Entries from a point annotation set:
╔══
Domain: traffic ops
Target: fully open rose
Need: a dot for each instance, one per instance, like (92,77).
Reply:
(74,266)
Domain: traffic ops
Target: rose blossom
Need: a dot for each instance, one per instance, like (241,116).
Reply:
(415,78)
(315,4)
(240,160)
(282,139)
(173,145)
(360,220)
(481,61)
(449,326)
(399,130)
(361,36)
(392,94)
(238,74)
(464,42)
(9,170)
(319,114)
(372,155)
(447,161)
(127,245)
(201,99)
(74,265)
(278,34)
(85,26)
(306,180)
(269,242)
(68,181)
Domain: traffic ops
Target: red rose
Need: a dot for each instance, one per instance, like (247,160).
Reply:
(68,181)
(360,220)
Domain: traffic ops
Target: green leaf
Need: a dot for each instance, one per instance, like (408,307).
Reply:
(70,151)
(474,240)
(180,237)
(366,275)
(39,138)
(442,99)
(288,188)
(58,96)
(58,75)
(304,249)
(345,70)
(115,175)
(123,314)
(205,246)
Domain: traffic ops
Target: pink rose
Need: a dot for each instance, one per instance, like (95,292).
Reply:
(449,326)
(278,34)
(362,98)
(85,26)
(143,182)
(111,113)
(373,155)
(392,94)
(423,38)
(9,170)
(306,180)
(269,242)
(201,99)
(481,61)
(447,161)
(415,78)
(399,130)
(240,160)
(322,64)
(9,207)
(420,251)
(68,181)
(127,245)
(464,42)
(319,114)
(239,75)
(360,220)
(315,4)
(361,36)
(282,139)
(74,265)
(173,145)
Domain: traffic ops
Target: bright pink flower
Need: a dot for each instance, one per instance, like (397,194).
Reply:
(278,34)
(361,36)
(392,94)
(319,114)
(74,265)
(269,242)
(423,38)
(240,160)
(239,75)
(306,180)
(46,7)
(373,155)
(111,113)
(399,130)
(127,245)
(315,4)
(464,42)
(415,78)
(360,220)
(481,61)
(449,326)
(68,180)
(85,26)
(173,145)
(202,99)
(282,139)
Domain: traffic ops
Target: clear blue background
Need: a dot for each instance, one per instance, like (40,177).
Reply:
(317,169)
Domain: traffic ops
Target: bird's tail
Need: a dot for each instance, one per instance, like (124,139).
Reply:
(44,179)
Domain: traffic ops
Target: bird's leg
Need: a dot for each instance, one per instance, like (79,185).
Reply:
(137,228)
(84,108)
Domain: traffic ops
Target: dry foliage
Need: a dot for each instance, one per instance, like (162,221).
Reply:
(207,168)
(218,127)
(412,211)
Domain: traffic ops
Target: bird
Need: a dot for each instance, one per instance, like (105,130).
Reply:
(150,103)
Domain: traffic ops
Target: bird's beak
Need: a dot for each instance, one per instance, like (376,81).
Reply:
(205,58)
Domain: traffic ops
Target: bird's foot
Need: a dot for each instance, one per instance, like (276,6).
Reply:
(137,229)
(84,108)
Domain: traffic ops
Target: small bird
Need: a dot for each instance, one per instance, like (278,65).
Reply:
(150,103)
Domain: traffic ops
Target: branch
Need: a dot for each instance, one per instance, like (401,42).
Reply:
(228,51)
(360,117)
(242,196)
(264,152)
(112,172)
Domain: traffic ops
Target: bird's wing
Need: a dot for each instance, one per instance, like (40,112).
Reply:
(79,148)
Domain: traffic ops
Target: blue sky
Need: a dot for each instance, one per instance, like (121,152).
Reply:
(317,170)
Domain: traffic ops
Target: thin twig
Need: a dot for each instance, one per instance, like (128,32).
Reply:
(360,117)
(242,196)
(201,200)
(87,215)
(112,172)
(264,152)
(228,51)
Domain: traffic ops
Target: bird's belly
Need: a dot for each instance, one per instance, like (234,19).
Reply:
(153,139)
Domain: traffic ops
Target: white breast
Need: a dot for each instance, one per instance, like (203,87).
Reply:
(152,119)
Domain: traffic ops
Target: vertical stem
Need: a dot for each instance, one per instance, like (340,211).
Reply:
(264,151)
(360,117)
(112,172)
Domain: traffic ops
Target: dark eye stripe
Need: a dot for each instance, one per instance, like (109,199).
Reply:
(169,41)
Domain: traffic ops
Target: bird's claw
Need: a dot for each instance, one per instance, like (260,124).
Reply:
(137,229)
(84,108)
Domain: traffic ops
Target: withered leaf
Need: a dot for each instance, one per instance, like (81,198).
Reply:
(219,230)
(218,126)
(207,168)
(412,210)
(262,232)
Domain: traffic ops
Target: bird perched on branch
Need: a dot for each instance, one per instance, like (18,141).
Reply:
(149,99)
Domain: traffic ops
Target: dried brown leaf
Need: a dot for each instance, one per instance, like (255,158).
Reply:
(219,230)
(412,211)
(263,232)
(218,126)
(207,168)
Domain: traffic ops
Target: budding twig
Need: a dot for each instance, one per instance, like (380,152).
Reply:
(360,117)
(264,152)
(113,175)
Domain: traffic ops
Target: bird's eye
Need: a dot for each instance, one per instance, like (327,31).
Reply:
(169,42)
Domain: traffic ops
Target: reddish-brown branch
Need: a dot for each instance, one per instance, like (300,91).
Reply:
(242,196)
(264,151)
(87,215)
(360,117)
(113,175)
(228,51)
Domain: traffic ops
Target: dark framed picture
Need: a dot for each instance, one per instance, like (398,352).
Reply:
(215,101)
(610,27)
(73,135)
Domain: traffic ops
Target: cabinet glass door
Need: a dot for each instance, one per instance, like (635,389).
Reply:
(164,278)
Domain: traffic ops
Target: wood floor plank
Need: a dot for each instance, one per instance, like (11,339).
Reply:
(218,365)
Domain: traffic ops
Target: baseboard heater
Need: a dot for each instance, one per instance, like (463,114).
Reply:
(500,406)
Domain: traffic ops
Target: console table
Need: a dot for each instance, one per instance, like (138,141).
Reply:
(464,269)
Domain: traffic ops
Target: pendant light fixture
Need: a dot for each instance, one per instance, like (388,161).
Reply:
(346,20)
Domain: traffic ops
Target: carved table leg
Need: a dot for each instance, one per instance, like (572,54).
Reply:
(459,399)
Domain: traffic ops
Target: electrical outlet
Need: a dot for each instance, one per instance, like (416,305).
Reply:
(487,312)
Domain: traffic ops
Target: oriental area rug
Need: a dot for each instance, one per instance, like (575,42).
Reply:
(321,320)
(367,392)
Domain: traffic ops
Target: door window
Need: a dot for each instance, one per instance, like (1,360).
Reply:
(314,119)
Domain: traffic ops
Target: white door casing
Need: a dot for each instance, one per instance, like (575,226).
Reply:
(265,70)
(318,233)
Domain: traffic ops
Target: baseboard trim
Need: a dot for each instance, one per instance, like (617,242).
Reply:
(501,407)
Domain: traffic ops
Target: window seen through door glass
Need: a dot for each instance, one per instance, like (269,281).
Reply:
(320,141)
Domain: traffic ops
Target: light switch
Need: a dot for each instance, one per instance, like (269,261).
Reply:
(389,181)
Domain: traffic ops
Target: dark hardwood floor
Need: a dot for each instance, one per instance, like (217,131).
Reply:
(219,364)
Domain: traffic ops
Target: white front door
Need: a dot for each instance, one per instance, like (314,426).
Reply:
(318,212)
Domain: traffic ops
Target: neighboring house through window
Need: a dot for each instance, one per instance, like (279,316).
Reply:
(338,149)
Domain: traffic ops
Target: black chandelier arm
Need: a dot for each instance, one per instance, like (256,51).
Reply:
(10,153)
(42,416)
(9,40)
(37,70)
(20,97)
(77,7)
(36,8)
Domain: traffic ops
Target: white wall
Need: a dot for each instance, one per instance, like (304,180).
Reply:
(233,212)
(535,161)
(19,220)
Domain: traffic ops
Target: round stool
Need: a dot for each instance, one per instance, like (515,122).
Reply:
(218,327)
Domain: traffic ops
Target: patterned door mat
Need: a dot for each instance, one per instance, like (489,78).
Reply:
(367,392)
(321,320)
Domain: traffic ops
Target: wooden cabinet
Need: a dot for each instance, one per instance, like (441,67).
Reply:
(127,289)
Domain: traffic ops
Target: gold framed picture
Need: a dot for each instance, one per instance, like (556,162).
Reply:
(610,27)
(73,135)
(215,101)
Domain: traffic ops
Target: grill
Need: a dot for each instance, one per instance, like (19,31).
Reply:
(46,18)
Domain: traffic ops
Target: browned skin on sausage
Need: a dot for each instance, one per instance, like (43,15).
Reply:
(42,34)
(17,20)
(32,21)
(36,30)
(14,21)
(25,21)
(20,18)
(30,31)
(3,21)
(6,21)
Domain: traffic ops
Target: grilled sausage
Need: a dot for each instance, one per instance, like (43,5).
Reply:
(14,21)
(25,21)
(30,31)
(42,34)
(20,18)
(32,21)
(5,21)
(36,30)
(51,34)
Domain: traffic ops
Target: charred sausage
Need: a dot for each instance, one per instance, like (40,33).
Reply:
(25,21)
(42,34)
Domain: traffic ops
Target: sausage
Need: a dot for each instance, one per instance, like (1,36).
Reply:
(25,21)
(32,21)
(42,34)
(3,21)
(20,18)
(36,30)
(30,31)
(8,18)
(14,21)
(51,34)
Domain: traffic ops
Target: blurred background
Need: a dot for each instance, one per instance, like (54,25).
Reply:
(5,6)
╚══
▸ **REQUIRED TASK**: Which lines of the listing above contain the string "door"? List each one in full.

▸ **RESULT**:
Target: cabinet glass door
Target: door window
Target: white door casing
Target: window seen through door glass
Target: white front door
Target: patterned door mat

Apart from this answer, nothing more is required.